-- SELECTED EXTRACT --
════
After Orlando

If you work in a cultural institution, what do you do in response to a tragedy like the shooting in Orlando last week?

You see a lot of rainbow flags on social media and there’s a hashtag going round, #LoveIsLove. There have been gatherings in major cities, showing solidarity with Florida and letting each local LGBTQ community know they are celebrated and cherished.

These are wonderful things but I wanted us at the State Library of Queensland to do more.

On Monday morning, we fast-tracked a project to acquire a major piece of Australian LGBTQ oral history – the final interview tapes of Bernard King.

King was the flamboyant, gay, notoriously acid-tongued pioneer of Aussie TV cookery and talent shows. We discovered the tape as part of my weekly newsletter Marvellous, Electrical when I interviewed King’s biographer Stephanie Clifford-Smith.

You can read the Bernard King edition of Marvellous, Electrical here.
════
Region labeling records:

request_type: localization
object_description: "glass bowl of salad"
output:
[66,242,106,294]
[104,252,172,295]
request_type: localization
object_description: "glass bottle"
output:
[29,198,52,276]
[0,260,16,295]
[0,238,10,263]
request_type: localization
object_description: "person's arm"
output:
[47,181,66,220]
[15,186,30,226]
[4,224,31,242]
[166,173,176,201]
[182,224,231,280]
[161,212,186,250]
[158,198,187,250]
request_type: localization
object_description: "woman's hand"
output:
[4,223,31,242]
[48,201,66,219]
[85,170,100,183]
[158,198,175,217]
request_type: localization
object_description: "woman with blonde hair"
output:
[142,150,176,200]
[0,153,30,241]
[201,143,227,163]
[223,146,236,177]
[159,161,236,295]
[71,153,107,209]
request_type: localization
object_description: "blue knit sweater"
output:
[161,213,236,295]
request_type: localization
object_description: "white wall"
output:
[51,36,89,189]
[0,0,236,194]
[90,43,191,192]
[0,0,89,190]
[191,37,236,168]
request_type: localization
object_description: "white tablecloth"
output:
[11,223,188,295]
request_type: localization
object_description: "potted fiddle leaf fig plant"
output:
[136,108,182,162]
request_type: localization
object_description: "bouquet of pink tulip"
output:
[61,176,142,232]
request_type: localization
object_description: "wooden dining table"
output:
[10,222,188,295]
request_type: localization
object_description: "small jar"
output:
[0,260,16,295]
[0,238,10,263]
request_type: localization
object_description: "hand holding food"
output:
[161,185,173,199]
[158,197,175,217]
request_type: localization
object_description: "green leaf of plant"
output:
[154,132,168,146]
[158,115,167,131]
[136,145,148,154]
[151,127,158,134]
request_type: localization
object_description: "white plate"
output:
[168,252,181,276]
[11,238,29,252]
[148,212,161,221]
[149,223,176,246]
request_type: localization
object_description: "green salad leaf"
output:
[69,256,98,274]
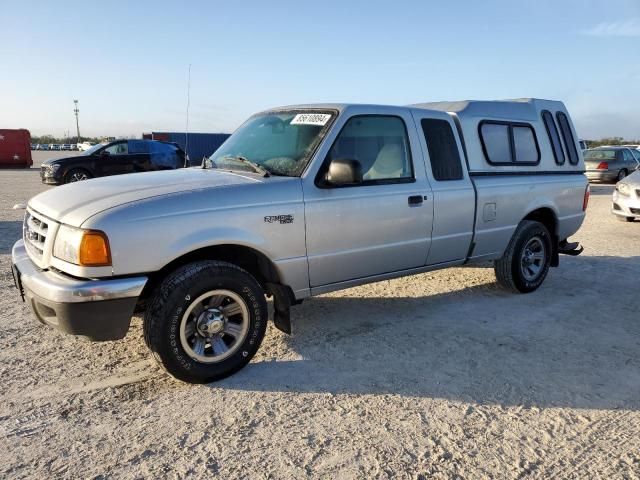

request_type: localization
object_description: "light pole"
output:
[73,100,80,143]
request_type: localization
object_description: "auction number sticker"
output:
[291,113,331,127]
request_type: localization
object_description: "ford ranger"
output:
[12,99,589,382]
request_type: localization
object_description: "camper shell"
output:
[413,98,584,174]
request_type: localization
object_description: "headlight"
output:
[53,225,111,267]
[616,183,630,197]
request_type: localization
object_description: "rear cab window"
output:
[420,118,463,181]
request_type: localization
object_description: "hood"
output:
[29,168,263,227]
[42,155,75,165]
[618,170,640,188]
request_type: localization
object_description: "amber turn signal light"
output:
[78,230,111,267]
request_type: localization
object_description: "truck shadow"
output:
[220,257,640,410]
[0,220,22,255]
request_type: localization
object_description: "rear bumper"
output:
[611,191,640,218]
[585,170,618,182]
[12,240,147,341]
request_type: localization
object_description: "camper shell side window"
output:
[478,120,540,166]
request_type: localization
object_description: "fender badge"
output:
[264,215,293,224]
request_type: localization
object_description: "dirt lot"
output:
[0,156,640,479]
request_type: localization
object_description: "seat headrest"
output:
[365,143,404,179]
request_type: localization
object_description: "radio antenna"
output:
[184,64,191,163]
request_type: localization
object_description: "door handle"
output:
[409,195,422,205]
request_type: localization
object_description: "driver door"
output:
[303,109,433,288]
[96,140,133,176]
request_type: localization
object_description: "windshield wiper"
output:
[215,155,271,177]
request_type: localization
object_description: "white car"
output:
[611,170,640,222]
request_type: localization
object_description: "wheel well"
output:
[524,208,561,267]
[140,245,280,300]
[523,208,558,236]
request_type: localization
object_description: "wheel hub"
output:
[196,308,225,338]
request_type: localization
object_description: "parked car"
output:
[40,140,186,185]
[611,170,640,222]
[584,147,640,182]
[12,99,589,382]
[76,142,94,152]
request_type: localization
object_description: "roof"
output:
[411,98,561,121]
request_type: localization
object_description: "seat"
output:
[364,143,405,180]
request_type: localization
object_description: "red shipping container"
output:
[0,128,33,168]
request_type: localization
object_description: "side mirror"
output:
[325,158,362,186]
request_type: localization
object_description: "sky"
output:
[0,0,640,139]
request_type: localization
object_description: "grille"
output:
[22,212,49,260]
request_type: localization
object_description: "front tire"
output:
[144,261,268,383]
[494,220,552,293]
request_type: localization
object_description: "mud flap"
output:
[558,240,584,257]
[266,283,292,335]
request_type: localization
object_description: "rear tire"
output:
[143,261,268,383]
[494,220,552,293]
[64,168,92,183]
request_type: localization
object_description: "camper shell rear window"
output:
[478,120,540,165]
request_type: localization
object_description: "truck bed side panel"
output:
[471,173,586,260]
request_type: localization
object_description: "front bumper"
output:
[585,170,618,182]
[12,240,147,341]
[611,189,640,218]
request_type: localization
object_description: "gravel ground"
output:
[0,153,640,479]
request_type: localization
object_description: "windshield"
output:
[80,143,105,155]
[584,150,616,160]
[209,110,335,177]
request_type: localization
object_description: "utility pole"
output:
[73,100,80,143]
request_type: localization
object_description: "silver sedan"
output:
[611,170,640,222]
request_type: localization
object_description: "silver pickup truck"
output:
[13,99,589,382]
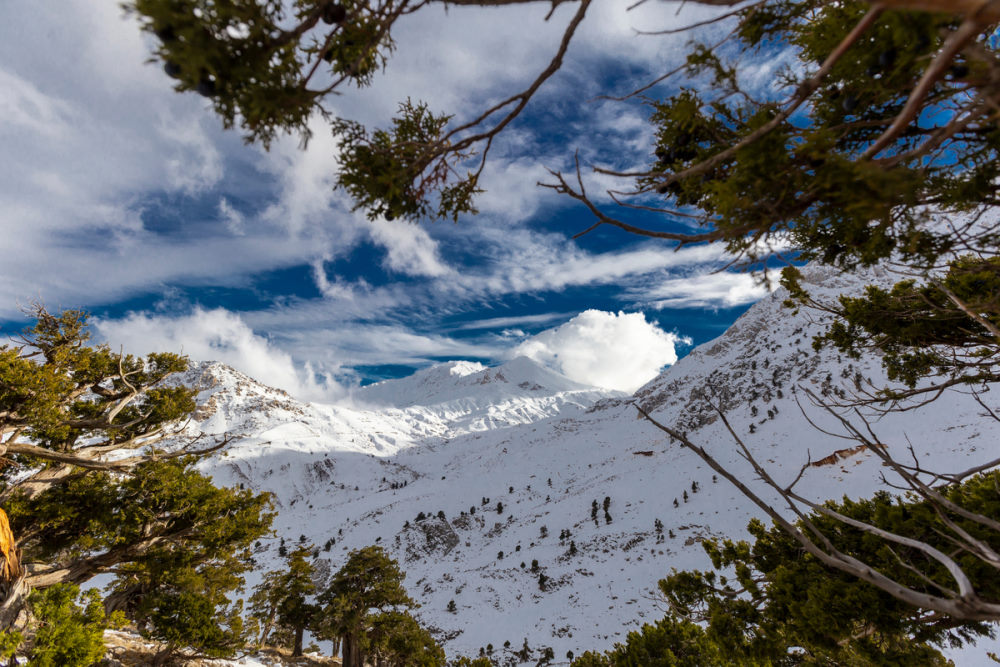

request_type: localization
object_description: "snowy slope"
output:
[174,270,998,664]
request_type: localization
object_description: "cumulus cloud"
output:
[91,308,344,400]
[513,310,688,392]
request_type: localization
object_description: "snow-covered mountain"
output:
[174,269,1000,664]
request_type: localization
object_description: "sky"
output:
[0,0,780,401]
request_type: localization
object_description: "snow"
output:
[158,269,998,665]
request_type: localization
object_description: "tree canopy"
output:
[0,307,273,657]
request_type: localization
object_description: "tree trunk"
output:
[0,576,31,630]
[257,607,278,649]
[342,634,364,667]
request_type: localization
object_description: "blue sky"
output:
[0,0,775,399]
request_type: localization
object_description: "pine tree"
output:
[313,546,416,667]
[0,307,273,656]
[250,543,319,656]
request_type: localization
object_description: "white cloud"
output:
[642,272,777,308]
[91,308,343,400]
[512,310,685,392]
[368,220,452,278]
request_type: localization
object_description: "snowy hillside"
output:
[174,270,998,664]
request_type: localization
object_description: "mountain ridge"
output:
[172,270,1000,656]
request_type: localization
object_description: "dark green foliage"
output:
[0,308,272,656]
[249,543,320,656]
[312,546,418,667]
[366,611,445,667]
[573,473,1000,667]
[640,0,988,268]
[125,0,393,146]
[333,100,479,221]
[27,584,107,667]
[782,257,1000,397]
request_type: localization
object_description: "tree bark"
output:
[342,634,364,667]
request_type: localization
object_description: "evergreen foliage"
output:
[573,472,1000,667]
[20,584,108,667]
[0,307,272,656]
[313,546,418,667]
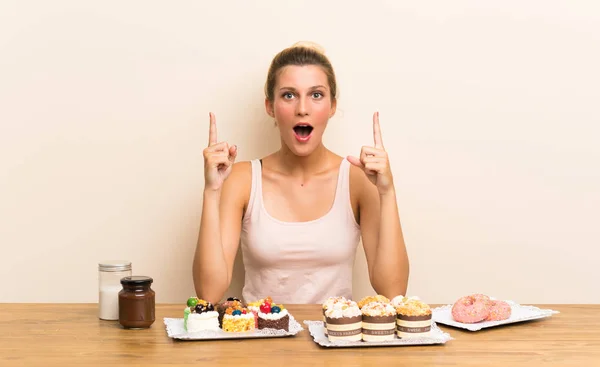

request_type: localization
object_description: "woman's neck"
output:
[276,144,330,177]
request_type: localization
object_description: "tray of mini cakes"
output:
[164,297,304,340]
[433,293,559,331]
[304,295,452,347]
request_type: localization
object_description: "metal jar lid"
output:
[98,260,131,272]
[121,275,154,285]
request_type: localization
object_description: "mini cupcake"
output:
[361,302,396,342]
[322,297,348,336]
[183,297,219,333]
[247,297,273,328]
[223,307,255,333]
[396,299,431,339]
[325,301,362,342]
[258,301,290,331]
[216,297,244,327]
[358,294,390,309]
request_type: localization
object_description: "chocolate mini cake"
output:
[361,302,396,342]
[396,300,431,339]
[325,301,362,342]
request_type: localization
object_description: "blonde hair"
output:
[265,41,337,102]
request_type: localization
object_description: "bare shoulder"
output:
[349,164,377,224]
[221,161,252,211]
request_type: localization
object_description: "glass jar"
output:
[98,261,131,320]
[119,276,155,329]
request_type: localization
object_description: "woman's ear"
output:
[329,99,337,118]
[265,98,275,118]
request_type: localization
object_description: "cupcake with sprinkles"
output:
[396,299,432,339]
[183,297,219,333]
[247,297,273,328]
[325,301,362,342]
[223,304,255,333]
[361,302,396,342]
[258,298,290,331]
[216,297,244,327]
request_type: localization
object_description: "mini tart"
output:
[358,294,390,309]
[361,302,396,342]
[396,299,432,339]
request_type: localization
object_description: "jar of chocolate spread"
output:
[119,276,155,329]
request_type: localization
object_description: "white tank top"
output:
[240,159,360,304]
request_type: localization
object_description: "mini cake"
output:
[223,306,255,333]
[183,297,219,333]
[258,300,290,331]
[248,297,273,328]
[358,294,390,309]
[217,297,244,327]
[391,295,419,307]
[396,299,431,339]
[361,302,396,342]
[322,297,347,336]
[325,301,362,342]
════
-- TASKS TO PERFORM --
(a) Reproduce word for word the passage of the After Orlando piece starting at "You see a lot" and ending at "of Bernard King.".
(b) According to the After Orlando piece, who wrote a biography of Bernard King?

-- EXPECTED ANSWERS --
(a)
You see a lot of rainbow flags on social media and there’s a hashtag going round, #LoveIsLove. There have been gatherings in major cities, showing solidarity with Florida and letting each local LGBTQ community know they are celebrated and cherished.

These are wonderful things but I wanted us at the State Library of Queensland to do more.

On Monday morning, we fast-tracked a project to acquire a major piece of Australian LGBTQ oral history – the final interview tapes of Bernard King.

(b) Stephanie Clifford-Smith